EXERCISE OBJECTIVE: Beginning with the line that contains "One marker per instance of the tree", copy each remaining line of the data below exactly.

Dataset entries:
BEGIN

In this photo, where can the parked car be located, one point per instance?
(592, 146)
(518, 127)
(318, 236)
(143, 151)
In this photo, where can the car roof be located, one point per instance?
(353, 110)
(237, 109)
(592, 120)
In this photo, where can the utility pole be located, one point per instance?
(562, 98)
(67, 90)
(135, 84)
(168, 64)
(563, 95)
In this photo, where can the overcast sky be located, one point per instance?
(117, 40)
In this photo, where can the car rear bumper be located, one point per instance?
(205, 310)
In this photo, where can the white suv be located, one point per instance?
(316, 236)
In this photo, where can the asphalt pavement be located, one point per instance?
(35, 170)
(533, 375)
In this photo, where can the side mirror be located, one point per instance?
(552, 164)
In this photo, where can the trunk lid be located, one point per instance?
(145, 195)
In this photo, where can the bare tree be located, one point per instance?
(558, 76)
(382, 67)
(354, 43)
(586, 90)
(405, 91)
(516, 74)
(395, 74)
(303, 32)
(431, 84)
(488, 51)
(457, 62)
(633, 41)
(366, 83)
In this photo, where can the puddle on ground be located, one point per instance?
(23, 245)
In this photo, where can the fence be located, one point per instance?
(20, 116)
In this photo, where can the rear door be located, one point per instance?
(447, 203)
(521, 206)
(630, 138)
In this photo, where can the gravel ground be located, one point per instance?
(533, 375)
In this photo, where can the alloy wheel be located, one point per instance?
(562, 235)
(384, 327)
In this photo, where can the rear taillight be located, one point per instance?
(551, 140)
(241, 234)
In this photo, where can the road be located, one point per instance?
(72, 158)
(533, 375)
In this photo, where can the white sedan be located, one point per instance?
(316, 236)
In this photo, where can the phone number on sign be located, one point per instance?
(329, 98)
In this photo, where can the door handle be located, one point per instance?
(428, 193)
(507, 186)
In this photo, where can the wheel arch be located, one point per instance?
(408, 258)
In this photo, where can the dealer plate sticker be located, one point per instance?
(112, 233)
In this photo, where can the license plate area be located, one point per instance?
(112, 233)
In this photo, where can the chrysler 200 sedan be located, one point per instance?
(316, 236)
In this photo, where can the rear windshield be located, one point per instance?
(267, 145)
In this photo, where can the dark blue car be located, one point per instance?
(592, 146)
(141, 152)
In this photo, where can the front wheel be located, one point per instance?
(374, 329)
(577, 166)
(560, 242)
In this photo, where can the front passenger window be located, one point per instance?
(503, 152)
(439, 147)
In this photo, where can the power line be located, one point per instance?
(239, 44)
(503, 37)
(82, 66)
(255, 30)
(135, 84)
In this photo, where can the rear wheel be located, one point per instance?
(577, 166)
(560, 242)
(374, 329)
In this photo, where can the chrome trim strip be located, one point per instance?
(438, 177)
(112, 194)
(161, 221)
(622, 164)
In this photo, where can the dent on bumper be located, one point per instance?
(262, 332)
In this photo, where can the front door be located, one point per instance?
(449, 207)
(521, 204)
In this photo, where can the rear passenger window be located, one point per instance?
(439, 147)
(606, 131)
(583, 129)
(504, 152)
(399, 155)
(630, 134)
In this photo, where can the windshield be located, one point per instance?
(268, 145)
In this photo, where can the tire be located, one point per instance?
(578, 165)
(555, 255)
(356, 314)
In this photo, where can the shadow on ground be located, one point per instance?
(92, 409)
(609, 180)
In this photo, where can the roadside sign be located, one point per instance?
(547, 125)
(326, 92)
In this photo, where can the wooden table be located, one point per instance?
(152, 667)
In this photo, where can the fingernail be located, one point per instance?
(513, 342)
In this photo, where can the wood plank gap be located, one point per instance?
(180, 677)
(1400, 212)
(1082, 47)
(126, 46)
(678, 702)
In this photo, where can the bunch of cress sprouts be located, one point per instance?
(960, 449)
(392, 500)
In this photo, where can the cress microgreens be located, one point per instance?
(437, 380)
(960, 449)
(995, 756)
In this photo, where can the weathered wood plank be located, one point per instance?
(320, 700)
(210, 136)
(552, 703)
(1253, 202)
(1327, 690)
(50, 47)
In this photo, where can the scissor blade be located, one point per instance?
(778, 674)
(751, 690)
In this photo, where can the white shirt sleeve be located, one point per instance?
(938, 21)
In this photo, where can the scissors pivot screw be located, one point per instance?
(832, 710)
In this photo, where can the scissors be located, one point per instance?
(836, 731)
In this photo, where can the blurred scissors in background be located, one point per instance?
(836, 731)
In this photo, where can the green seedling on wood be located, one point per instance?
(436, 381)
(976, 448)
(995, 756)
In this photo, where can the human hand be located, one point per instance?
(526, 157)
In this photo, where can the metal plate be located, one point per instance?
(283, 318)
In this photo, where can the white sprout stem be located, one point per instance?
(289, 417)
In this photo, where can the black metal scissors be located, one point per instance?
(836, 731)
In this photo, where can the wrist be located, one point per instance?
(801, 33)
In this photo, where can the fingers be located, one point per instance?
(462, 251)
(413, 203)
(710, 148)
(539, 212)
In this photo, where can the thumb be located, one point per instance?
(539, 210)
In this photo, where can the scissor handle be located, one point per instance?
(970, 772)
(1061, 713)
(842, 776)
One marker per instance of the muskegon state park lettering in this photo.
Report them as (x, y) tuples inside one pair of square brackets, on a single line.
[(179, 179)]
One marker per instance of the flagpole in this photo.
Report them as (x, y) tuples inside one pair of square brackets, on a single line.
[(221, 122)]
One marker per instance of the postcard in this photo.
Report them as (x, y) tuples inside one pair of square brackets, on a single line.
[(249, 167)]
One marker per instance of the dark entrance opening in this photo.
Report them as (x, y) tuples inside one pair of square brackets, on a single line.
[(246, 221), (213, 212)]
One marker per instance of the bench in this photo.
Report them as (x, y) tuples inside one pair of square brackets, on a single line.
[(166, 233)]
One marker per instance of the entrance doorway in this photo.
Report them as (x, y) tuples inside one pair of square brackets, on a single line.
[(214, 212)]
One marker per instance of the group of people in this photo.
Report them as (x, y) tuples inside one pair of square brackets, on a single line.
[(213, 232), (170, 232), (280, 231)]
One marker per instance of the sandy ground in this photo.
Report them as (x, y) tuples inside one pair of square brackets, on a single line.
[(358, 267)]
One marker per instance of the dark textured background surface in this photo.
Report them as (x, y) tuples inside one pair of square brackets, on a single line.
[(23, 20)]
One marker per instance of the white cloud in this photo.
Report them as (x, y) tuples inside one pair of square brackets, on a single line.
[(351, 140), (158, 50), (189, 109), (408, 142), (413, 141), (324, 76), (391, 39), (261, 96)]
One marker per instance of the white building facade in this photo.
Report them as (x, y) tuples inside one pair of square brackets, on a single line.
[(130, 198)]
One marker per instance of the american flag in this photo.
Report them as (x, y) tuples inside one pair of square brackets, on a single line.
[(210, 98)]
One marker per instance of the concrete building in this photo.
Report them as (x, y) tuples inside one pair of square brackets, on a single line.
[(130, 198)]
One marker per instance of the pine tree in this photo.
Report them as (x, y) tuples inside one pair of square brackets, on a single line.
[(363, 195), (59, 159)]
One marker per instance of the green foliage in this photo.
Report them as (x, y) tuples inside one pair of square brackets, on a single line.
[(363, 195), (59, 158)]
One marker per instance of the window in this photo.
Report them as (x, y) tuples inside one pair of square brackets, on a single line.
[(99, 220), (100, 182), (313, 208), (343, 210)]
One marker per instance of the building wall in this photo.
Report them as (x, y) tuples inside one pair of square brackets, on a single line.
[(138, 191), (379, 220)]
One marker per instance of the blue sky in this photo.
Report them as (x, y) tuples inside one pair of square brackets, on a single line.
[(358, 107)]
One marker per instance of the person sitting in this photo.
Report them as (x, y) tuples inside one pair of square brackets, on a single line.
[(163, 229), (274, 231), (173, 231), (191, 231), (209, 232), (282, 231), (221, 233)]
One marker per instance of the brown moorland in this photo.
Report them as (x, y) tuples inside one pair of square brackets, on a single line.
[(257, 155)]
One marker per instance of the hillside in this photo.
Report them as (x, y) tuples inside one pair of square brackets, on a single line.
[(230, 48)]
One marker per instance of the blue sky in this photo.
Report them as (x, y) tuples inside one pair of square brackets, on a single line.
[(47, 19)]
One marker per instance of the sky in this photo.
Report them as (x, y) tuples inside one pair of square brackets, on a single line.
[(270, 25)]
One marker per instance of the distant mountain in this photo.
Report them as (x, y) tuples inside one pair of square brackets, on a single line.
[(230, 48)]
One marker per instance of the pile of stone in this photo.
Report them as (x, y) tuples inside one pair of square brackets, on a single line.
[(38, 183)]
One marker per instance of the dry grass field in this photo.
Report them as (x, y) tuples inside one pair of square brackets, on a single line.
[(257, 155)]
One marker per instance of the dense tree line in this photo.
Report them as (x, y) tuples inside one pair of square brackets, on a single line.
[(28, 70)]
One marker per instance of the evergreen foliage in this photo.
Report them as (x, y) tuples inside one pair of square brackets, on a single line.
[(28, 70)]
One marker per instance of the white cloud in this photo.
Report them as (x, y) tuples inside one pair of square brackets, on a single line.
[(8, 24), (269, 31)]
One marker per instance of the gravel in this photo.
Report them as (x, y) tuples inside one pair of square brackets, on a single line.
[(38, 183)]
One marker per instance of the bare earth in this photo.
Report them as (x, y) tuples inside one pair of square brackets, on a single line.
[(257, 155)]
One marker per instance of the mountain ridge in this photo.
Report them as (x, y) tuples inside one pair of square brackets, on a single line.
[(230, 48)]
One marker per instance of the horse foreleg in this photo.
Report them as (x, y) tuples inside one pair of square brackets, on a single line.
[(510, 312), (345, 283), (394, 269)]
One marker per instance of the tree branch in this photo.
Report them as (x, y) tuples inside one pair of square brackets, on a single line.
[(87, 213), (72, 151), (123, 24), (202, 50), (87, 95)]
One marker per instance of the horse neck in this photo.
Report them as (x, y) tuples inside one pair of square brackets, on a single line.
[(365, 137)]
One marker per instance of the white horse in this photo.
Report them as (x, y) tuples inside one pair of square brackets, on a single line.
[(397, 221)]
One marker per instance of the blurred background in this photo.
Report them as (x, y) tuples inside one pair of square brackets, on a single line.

END

FINAL ANSWER:
One marker per instance of the tree branch in this photo.
Report them as (x, y) tuples inside one pair of square brackets, on a single line.
[(87, 213), (72, 151), (123, 24), (202, 50), (87, 95)]
One marker per instance of the horse neck in this photo.
Report them as (x, y) tuples inside one pair of square brackets, on a single line.
[(365, 137)]
One marker per instance of the white horse in this photo.
Report them as (x, y) tuples inside one pair of square brackets, on a single line.
[(397, 221)]
One marker per instance of the blurred background in this photo.
Report them as (x, y) tuples inside one pair of square brackets, on a single line.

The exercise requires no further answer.